• _À faire_:
**1.** Dans le texte critique sur Stress et Sur place, de quelle œuvre traite la critique rapide 1 ?
**2.** Reprenez, s'il vous plaît, le texte critique sur Stress et Sur place après sa dernière phrase.

+++ Texte fourni

A peine contextualisées. D’une neutralité qui dérange.
A priori, elles n’ont aucun sens, aucun message, aucun discours. On voudrait leur en donner un qu’elles, ces images, n’en voudraient sans doute même pas.
Et le pire, c’est qu’elles jouent sur une sorte d’accoutumance du regard. On finit presque par s’y habituer, ne plus en être effrayées.
Et derrière ces images, le silence de leur auteur. "
Critique rapide 2:
"Ces images de violence, on est gêné de les voir.
A peine contextualisées. D’une neutralité qui dérange.
A priori, elles n’ont aucun sens, aucun message, aucun discours. On voudrait leur en donner un qu’elles, ces images, n’en voudraient sans doute même pas.
Et le pire, c’est qu’elles jouent sur une sorte d’accoutumance du regard. On finit presque par s’y habituer, ne plus en être effrayées.
Et derrière ces images, le silence de leur auteur. "
La critique rapide 1, c'est celle de l’inénarrable clip de Justice, Stress, visible partout sur le Net.
La critique rapide 2, c'est celle d’un court-métrage récent (présenté aussi sous forme d’installation) Sur place de Justine Triet, visible seulement en festival.
A priori, on pourrait en dire la même chose, mais ces images n’ont rien à voir.
« Justice versus Elephant: l’adolescence, c’est porter sa croix » ???? Mouaif….
Pour le film de Justine Triet, c’est presque la même chose et en même temps pas du tout. Alors reprenons.
- "Ces images de violence, on est gêné de les voir."
Tournées à la fin d’une manifestation anti-CPE au printemps CPE, Sur Place tente de saisir le moment où un rassemblement, une manifestation « se disperse » à tous les sens du terme : fin du parcours, fin des slogans, surplace de la foule, violence sourde puis sporadique. En gros, c’est le moment où ça déconne. C’est aussi un raccord entre deux images médiatiques : les images du défilé et les duplex avec Nation, Bastille ou Italie aux JT de 20 heures. Pourquoi une certaine gêne ? Parce qu’on les voit venir. Au début, la place est « tenue », les « forces » sont à distance. Il suffit qu’un pauvre malheureux s’aventure au milieu de « l’arène » pour qu’un premier groupe se mette à le ruer de coups. On se prend ça dans la figure, mais de bien loin.

++++++
+++ Matériel fourni

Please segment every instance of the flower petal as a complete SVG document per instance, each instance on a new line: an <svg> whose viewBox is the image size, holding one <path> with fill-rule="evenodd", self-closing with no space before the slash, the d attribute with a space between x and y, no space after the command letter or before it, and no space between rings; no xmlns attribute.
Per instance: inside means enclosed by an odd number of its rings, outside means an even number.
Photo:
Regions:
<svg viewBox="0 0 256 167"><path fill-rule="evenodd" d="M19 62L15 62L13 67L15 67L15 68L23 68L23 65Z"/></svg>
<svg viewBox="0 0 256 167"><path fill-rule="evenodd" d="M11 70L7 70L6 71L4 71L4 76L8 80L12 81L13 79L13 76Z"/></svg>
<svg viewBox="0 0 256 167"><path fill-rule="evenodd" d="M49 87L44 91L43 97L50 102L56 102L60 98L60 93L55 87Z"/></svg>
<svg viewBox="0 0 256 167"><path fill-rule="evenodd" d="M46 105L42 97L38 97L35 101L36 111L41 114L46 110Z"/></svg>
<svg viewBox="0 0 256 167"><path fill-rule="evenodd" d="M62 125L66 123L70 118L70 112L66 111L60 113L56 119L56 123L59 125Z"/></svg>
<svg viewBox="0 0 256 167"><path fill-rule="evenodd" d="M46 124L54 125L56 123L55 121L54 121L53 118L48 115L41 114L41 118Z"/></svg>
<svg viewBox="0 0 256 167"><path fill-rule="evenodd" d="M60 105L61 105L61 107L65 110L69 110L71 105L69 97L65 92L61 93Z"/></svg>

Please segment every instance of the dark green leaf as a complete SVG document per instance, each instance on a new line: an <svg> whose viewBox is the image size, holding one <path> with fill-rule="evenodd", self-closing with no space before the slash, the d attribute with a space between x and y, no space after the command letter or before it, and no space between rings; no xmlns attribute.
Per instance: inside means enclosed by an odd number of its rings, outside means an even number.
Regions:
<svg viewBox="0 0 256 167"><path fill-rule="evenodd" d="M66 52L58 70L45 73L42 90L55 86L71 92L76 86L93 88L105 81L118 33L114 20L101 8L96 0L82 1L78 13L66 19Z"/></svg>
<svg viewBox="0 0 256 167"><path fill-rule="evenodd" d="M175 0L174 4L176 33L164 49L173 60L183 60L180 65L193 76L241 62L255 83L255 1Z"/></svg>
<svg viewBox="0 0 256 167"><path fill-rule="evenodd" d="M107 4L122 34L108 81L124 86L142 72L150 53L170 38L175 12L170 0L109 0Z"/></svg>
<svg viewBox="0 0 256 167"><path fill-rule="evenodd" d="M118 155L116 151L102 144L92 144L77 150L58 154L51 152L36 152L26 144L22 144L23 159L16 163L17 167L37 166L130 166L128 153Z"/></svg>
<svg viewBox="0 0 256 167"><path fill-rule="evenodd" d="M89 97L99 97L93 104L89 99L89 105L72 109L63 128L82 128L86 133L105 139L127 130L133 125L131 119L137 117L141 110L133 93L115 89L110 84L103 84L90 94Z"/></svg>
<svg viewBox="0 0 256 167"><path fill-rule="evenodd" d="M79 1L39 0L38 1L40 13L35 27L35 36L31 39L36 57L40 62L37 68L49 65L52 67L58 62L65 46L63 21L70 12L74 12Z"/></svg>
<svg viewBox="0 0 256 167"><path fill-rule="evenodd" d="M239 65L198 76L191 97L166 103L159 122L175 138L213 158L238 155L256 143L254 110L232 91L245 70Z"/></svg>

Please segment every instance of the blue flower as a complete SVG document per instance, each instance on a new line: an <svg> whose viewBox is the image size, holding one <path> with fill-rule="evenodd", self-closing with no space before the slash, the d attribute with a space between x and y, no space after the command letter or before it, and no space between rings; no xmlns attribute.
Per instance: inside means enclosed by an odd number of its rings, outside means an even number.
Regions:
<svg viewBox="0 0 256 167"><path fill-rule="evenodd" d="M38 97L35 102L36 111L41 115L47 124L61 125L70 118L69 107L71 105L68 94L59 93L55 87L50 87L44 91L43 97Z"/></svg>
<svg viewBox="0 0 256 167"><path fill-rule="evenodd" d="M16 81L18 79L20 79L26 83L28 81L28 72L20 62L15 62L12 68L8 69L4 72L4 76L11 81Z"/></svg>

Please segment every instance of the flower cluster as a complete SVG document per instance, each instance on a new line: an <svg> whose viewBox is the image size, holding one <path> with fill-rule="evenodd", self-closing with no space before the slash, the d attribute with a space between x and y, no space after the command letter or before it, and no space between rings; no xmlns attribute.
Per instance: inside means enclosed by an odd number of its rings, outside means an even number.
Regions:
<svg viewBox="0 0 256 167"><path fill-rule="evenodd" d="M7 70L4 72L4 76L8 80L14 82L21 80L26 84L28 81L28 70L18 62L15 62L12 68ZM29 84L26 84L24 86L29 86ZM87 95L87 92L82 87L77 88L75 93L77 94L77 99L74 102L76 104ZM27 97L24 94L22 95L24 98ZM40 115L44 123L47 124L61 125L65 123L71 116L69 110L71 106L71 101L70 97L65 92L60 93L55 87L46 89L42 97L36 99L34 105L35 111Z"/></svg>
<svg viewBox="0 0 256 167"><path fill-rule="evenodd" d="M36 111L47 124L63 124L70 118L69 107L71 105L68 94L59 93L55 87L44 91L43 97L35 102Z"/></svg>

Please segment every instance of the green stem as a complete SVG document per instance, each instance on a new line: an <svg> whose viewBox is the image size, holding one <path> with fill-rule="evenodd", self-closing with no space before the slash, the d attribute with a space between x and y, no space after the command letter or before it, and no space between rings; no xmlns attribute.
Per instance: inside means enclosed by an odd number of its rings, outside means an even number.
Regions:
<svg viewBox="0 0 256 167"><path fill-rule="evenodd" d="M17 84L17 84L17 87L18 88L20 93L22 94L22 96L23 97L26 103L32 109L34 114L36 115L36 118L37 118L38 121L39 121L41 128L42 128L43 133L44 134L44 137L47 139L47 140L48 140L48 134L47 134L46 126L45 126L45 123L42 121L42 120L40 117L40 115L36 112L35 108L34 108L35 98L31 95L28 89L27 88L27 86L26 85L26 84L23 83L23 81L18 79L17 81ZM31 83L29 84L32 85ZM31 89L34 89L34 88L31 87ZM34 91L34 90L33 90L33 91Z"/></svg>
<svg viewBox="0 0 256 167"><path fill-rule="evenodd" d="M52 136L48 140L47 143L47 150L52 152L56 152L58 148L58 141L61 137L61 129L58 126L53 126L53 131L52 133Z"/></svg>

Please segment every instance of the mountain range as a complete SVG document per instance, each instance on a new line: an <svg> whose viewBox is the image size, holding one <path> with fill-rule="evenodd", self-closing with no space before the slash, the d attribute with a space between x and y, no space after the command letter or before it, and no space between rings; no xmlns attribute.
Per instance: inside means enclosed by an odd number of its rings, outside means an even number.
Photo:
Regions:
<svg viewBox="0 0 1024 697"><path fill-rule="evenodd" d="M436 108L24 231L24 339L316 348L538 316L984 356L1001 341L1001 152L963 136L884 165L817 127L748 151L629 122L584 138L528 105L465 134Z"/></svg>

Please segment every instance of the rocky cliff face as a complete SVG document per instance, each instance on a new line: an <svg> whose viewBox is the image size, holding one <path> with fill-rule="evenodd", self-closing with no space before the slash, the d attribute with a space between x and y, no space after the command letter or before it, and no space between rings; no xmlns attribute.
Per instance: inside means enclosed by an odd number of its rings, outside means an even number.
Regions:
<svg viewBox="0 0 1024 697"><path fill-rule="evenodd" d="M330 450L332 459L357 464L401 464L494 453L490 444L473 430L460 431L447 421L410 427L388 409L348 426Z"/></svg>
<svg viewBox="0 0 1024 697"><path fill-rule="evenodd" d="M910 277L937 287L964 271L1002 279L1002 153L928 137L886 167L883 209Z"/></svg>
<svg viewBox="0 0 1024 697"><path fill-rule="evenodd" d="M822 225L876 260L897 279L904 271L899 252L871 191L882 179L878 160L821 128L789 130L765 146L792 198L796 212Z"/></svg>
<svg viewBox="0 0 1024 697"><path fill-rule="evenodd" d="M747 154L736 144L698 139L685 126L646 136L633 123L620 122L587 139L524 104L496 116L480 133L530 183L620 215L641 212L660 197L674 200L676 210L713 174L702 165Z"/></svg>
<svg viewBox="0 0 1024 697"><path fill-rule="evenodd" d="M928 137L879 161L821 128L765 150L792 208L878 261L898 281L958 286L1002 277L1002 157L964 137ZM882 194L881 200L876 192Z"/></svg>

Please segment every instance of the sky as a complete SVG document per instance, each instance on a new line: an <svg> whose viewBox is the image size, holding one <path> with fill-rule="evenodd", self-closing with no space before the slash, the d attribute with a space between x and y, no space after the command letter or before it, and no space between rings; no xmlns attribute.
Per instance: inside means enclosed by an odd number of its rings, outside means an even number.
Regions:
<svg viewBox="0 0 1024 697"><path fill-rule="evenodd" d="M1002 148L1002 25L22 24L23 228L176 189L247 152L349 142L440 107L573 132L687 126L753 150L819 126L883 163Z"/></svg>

++++++

• _Résultats finaux_:
**1.** Du clip Stress de Justice.

**2.**
- "A peine contextualisées. D’une neutralité qui dérange."
C’est qu’en fait, tout est affaire de dispositif. Ronde de caméras placées aux fenêtres des immeubles. Vidéo surveillance, retransmission sportive, ou déclinaison de l’effet Matrix dans l’art contemporain ? Pour autant, cette neutralité affichée du dispositif est contrebalancée par des raccords mouvements avec une caméra placée au ras du sol. Saisissants passages d’un plan général avec un plan quasi subjectif. Comme si, en regardant un match de foot, on se retrouvait soudain projeté sur la pelouse, recevant dans les pieds un ballon dont on ne sait que faire. Je ne joue pas aux jeux vidéos, mais j’imagine aussi que c’est le genre de sensation que l’on ressent à Fifa world cup, mais là, tout à coup, c’est réel. Et ce passage d’une large distance au ras du bitume (en feu) est sans doute le meilleur moyen de lutter contre une indifférence du regard à laquelle travaille paradoxalement le clip de Justice.
- "A priori, elles n’ont aucun sens, aucun message, aucun discours. On voudrait leur en donner un qu’elles, ces images, n’en voudraient sans doute même pas. "
L’objectif revendiqué du film est de parvenir à un regard neutre sur des évènements qui n’en sont pas. Pourquoi s’attacher à décrire avec tant de soin cette confusion ? Variation contemporaine de Fabrice à Waterloo ? Pas seulement. On a du mal à mettre un sens très net sur ces images, mais cette difficulté renvoie à une difficulté politique de formulation sur ce type d’évènements (et plus largement aussi bien sur les banlieues que sur les universités). Plus qu’une quête formelle de « nouvelle objectivité », le trouble ressenti devant le film est celui de voir « révélé » (au sens photographique du terme) un point aveugle de notre société, quand bien même l’œil demeure situé au cœur, à l’épicentre de l’évènement.
- "Et le pire, c’est qu’elles jouent sur une sorte d’accoutumance du regard. On finit presque par s’y habituer, ne plus en être effrayées. "
A force, le regard porté sur ces images devient de plus en plus abstrait (enfin, je ne peux parler que pour moi). On y voit des groupes en mouvement, de la topologie, presque des chorégraphies. On se demande si on peut penser ça devant ses images, s’il est possible de les réduire seulement à quelques signes, de n’y voir que des questions de style. Mais comme rien n’est désigné et comme la situation est de moins en moins claire, comment faire autrement ? Petit à petit, l’accoutumance du regard est relayée par une certaine déréalisation des faits : attroupements dans les recoins inédits de la place, usage du mobilier urbain et des palissades de chantier, fumées, obscurité, nuit. Autant d’éléments qui achèvent de donner aux dernières séquences une charge onirique…
Charge onirique redoublée par le fait que les tous derniers plans montrent la place (le lendemain ? quelques jours après) indemne et tranquille, comme si la ville était plus forte que tout, n’avait besoin de personne pour se cicatriser. Que s’est-il passé exactement sur place ? Comment cette foule l’a-t-elle quittée ? Qu’y avons-nous vu ? Pourrons-nous le décrire ?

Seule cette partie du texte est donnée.